** ASSIGNED TASK **
Every line from the one holding "positive clicks: (1058, 877) (1064, 868)" through the final line of the entries is to be reproduced exactly, and no other line.

Collected data:
*** Block opens ***

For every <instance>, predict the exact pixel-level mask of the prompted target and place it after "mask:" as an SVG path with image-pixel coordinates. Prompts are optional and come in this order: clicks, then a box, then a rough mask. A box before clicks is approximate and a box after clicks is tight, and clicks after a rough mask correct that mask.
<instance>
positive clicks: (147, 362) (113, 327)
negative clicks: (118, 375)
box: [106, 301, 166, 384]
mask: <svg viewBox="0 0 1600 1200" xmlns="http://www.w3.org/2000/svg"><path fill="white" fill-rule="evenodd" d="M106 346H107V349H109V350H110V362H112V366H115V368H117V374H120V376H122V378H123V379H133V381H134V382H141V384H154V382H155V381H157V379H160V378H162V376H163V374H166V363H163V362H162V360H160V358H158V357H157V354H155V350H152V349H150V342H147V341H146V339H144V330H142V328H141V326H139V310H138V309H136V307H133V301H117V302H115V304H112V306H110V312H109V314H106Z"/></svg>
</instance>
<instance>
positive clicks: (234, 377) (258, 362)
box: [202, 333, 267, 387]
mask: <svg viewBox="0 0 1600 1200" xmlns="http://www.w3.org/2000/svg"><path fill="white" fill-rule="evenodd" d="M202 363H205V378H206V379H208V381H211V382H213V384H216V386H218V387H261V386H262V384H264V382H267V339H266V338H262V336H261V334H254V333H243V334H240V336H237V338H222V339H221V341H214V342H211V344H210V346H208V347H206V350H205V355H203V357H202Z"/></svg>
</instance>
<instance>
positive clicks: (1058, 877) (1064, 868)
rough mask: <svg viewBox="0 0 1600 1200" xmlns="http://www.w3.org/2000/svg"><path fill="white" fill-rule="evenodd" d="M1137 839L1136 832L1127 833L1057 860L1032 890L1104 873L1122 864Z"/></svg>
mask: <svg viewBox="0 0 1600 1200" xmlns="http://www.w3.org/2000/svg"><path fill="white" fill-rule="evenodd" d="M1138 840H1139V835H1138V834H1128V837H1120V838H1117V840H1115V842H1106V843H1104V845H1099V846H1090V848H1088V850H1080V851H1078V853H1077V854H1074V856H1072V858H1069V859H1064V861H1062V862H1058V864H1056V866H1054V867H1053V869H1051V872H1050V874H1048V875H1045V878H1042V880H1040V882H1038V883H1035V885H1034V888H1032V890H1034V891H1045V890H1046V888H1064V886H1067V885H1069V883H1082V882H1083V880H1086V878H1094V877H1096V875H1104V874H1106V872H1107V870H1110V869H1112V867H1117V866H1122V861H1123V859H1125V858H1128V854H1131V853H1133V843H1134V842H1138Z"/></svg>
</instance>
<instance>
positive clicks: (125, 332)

*** Block closes ***

** TASK RESULT **
positive clicks: (1058, 877) (1064, 868)
rough mask: <svg viewBox="0 0 1600 1200" xmlns="http://www.w3.org/2000/svg"><path fill="white" fill-rule="evenodd" d="M1137 839L1136 832L1127 833L1057 860L1032 890L1104 873L1122 864Z"/></svg>
mask: <svg viewBox="0 0 1600 1200" xmlns="http://www.w3.org/2000/svg"><path fill="white" fill-rule="evenodd" d="M1138 840H1139V835H1138V834H1128V837H1120V838H1117V840H1115V842H1106V843H1104V845H1099V846H1090V848H1088V850H1080V851H1078V853H1077V854H1074V856H1072V858H1069V859H1064V861H1062V862H1058V864H1056V866H1054V867H1053V869H1051V872H1050V874H1048V875H1045V878H1042V880H1040V882H1038V883H1035V885H1034V888H1032V890H1034V891H1045V890H1046V888H1064V886H1067V885H1069V883H1082V882H1083V880H1086V878H1094V877H1096V875H1104V874H1106V872H1107V870H1110V869H1112V867H1117V866H1122V861H1123V859H1125V858H1128V854H1131V853H1133V843H1134V842H1138Z"/></svg>
</instance>
<instance>
positive clicks: (125, 332)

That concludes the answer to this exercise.